[Working data start]

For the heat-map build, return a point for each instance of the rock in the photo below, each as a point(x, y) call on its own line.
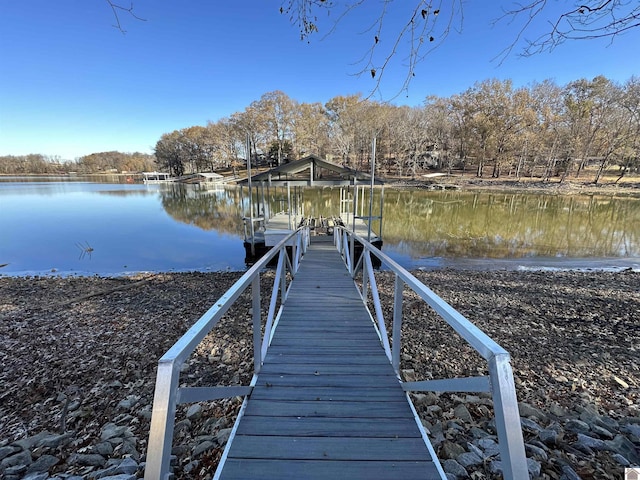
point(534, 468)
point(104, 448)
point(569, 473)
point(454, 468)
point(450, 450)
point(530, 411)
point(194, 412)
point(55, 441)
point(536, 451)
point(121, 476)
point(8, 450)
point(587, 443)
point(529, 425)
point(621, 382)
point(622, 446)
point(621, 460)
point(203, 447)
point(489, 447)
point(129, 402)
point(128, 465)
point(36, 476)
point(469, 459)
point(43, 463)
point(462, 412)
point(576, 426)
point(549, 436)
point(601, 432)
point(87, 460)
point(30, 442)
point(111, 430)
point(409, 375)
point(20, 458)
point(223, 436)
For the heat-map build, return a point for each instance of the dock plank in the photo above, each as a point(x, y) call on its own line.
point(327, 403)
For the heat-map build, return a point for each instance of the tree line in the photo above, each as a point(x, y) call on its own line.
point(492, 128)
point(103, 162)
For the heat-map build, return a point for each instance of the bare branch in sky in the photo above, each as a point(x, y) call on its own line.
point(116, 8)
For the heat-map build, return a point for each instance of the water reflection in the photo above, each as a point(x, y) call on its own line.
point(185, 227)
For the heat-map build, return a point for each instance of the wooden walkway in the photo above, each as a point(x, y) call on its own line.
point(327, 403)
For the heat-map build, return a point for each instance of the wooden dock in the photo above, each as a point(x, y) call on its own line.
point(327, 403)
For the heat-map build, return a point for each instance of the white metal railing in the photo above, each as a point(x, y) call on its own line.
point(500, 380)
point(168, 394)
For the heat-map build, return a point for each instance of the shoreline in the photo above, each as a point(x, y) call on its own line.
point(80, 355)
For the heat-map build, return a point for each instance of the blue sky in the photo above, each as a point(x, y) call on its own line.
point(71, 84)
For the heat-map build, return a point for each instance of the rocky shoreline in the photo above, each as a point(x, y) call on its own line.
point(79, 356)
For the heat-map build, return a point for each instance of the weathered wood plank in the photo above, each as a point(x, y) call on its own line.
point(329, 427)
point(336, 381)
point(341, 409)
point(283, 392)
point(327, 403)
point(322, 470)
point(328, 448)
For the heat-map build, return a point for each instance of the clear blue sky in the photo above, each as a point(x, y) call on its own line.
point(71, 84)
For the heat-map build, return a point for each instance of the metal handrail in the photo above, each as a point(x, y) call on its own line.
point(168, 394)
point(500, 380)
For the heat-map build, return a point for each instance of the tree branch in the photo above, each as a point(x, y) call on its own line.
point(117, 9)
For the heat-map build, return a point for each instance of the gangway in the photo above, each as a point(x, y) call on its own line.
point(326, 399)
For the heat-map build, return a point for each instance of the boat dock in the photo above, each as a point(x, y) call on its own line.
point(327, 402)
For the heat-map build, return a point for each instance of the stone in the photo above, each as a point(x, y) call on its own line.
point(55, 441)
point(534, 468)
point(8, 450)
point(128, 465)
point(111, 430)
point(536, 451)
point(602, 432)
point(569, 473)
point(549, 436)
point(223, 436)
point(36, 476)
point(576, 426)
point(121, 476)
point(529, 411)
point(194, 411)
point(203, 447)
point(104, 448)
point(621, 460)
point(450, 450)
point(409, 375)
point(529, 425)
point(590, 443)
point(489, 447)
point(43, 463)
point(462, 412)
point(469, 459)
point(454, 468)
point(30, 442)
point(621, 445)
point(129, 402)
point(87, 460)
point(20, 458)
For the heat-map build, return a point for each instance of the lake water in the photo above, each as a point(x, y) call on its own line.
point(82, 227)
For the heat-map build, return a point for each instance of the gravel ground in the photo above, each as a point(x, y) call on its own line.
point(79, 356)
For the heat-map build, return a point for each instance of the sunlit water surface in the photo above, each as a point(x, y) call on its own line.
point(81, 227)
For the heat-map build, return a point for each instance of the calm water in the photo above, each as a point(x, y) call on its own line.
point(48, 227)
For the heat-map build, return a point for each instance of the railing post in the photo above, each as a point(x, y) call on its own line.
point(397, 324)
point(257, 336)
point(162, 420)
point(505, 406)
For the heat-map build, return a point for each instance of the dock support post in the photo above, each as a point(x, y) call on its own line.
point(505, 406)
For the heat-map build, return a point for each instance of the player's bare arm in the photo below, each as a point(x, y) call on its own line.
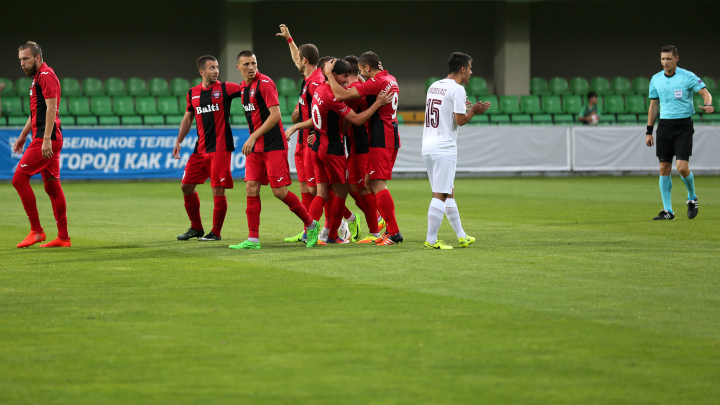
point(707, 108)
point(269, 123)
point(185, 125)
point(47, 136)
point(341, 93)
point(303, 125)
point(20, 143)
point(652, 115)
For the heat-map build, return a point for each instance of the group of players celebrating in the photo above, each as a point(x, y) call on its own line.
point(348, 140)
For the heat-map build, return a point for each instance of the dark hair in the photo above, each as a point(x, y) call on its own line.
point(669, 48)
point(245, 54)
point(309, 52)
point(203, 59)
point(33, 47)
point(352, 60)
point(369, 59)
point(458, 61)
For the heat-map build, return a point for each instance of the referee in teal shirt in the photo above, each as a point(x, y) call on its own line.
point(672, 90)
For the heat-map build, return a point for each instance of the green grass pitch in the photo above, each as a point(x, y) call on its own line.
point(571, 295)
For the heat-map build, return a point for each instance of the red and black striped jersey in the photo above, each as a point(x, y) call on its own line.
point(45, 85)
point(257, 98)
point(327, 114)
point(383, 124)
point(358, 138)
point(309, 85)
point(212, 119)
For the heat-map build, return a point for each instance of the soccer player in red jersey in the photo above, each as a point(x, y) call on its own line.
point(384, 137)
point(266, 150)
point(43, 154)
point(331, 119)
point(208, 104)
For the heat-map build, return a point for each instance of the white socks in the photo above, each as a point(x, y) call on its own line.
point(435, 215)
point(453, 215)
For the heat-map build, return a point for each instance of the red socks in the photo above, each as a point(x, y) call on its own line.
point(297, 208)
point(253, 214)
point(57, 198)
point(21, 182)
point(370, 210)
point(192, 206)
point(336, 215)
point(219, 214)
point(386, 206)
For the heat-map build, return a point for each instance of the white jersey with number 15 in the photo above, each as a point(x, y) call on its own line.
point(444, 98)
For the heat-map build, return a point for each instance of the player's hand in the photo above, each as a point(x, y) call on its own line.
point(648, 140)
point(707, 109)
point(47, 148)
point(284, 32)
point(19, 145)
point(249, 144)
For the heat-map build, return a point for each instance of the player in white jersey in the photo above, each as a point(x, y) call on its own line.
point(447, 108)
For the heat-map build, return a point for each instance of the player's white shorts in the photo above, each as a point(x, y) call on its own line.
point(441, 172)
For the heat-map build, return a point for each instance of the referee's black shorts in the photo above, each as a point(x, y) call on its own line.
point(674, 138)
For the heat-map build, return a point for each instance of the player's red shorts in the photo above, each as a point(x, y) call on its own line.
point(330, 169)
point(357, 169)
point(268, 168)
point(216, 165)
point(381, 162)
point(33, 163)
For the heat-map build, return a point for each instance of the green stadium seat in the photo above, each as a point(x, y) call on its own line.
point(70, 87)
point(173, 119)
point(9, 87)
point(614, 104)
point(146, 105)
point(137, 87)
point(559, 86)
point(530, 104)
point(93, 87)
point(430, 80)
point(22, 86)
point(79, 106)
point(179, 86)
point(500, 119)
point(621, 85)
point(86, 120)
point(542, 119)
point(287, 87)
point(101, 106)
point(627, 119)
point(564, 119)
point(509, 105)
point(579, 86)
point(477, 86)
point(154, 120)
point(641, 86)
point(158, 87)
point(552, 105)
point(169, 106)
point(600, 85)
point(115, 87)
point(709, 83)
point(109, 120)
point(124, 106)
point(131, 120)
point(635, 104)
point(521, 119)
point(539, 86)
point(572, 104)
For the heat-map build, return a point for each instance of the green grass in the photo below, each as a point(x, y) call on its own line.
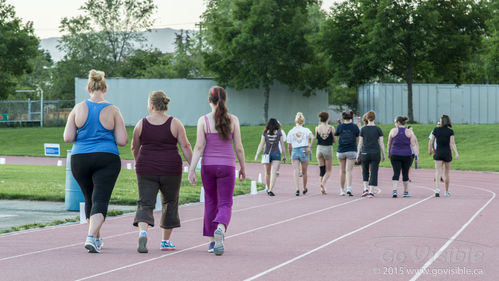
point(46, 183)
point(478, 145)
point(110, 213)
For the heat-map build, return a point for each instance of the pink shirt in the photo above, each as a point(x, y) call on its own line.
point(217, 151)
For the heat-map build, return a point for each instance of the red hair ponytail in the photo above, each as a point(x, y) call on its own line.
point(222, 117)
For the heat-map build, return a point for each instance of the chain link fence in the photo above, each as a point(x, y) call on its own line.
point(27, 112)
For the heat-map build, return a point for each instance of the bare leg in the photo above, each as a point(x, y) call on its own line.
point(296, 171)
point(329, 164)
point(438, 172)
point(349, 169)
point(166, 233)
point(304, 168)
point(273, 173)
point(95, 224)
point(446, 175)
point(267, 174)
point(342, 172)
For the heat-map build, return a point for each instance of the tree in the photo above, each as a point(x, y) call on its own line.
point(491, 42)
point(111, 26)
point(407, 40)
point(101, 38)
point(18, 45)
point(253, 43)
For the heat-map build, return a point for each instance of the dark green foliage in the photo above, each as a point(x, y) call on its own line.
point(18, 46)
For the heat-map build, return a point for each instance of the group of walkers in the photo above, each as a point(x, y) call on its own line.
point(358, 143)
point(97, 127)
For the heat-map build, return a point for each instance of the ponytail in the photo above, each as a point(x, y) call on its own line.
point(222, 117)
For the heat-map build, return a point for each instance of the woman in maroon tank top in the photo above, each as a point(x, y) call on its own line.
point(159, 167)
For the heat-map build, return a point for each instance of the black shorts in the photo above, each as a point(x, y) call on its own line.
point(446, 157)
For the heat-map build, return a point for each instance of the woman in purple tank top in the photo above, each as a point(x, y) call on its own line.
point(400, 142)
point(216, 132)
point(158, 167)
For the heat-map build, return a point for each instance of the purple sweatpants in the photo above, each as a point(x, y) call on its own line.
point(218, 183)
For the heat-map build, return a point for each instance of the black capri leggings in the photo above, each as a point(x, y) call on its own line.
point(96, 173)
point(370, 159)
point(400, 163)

[Working data end]

» Exercise requirements: Update the lines starting at the one containing "the white jersey" and stopping after the one containing "point(249, 144)": write them out again with "player's hand" changed to "player's glove" and nothing else altered.

» Result for this exercise:
For the heat-map build, return a point for each instance of the white jersey with number 15 in the photo above, each as a point(x, y) call on its own line.
point(444, 98)
For the heat-map build, return a point for each instance of the player's glove in the photo above, each as a point(x, y) call on its own line.
point(648, 140)
point(707, 109)
point(47, 148)
point(284, 32)
point(19, 145)
point(249, 144)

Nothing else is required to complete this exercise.